A “Missile‐Detonation” Strategy to Precisely Supply and Efficiently Amplify Cerenkov Radiation Energy for Cancer Theranostics

Cerenkov radiation (CR) from radionuclides can act as a built‐in light source for cancer theranostics, opening a new horizon in biomedical applications. However, considerably low tumor‐targeting efficiency of existing radionuclides and radionuclide‐based nanomedicines limits the efficacy of CR‐induced theranostics (CRIT). It remains a challenge to precisely and efficiently supply CR energy to the tumor site. Here, a “missile‐detonation” strategy is reported, in which a high dose of p‐SCN‐Bn‐deferoxamine‐porphyrin‐PEG nanocomplex (Df‐PPN) is first adminstered as a CR energy receiver/missile to passively target to tumor, and then a low dose of the ⁸⁹Zr‐labeled Df‐PPN is administrated as a CR energy donor/detonator, which can be visualized and quantified by Cerenkov energy transfer imaging, positron‐emission tomography, and fluorescence imaging. Based on homologous properties, the colocalization of Df‐PPN and ⁸⁹Zr‐Df‐PPN in the tumor site is maximized and efficient CR energy transfer is enabled, which maximizes the tumor‐targeted CRIT efficacy in an optimal spatiotemporal setting while also reducing adverse off‐target effects from CRIT. This precise and efficient CRIT strategy causes significant tumor vascular damage and inhibited tumor growth.
# # #
* **Brief 1**: According to the abstract on the missile-detonation strategy, what limits the efficacy of CR-induced theranostics?
* **Brief 2**: Summarize the abstract on the missile-detonation strategy in two sentences.
* **Brief 3**: List every imaging method that the abstract on the missile-detonation strategy names for visualizing and quantifying the ⁸⁹Zr-labeled Df-PPN.

* **Information provided**:
# # #
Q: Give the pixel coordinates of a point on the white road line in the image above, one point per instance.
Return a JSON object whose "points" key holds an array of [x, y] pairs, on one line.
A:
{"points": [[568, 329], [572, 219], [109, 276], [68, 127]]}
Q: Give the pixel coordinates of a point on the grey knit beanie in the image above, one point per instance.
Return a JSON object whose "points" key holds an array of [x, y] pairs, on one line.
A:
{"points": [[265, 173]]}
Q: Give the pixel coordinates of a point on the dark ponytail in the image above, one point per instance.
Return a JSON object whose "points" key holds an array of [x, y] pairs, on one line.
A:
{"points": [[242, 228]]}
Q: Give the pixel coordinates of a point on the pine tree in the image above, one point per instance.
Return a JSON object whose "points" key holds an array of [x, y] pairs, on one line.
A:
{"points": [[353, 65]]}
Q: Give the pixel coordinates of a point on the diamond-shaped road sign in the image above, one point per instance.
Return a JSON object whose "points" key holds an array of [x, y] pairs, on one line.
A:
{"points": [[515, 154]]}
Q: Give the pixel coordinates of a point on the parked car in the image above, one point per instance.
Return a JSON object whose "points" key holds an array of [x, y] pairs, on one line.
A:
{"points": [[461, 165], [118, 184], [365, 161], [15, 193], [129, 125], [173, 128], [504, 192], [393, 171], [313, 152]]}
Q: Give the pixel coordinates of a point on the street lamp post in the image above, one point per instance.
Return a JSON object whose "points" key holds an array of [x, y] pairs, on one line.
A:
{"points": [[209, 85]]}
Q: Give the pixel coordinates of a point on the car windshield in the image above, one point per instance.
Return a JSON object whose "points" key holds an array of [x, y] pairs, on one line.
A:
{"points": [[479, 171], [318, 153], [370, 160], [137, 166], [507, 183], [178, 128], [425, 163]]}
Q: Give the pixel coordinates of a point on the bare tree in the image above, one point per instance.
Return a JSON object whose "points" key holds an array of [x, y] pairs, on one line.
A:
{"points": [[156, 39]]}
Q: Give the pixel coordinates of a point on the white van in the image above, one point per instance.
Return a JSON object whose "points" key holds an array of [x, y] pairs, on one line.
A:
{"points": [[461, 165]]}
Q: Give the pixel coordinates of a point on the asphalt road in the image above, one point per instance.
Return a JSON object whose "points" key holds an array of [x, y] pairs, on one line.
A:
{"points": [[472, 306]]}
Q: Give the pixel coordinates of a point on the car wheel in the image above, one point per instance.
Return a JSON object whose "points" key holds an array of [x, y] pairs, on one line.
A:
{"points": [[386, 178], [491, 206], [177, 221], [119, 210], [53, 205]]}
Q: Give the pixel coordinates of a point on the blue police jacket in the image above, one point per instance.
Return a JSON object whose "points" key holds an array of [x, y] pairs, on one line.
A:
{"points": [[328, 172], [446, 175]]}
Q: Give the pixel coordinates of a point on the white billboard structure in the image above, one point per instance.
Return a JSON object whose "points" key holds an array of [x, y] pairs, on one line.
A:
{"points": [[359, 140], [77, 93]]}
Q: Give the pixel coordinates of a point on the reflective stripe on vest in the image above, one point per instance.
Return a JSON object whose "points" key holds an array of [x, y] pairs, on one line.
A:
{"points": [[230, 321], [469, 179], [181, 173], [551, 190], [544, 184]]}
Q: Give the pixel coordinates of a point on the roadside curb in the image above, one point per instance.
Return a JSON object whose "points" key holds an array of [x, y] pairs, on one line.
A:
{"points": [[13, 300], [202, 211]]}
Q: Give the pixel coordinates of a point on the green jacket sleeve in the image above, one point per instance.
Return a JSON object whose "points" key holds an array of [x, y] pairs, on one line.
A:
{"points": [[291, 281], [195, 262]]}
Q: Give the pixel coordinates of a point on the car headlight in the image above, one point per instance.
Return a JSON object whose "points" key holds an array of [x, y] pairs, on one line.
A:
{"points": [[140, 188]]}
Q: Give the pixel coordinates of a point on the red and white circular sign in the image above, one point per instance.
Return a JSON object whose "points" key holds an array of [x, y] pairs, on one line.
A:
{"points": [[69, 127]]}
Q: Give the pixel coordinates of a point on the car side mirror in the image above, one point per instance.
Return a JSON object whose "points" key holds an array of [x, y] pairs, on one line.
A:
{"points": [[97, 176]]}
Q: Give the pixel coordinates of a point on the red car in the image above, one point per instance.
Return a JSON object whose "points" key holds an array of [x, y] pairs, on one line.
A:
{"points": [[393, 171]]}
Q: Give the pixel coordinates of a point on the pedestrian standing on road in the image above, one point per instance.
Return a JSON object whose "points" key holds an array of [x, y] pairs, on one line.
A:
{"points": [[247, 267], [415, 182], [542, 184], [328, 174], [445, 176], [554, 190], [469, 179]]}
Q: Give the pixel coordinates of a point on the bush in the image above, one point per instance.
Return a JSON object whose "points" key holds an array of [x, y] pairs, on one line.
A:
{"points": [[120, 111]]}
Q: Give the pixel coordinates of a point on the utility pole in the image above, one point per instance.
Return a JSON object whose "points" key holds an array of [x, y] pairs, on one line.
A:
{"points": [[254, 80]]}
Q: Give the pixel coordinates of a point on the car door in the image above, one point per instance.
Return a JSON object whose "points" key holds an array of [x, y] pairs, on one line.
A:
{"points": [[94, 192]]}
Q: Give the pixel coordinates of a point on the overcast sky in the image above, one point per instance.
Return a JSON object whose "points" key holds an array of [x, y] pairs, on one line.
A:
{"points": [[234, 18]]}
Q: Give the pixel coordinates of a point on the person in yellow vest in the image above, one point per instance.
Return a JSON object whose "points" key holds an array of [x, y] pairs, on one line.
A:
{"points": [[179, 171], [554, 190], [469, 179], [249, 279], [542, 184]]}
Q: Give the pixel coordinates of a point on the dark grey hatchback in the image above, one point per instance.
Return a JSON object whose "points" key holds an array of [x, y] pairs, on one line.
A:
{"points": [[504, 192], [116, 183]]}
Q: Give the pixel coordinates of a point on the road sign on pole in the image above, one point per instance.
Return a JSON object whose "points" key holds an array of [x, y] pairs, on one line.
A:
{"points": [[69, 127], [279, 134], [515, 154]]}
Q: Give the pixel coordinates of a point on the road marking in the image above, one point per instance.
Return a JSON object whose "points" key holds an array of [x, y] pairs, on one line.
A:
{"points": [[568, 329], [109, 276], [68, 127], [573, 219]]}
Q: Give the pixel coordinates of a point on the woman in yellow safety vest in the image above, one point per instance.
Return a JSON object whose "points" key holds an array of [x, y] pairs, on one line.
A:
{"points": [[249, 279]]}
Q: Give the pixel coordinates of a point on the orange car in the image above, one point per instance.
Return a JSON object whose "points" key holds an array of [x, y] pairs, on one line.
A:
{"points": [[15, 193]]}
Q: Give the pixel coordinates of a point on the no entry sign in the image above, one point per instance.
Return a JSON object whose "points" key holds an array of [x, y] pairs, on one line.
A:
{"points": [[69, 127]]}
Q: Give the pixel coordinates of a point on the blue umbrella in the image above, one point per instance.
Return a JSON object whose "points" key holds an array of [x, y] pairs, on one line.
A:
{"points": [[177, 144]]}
# # #
* **Answer section 1**: The considerably low tumor-targeting efficiency of existing radionuclides and radionuclide-based nanomedicines limits it.

* **Answer section 2**: Cerenkov radiation from radionuclides can serve as a built-in light source for cancer theranostics, but low tumor-targeting efficiency limits its effect. In the reported strategy, a high dose of Df-PPN first targets the tumor as the energy receiver, and then a low dose of ⁸⁹Zr-labeled Df-PPN delivers the energy as the donor, which maximizes colocalization and energy transfer, damages tumor vessels, and inhibits tumor growth.

* **Answer section 3**:
- Cerenkov energy transfer imaging
- Positron-emission tomography
- Fluorescence imaging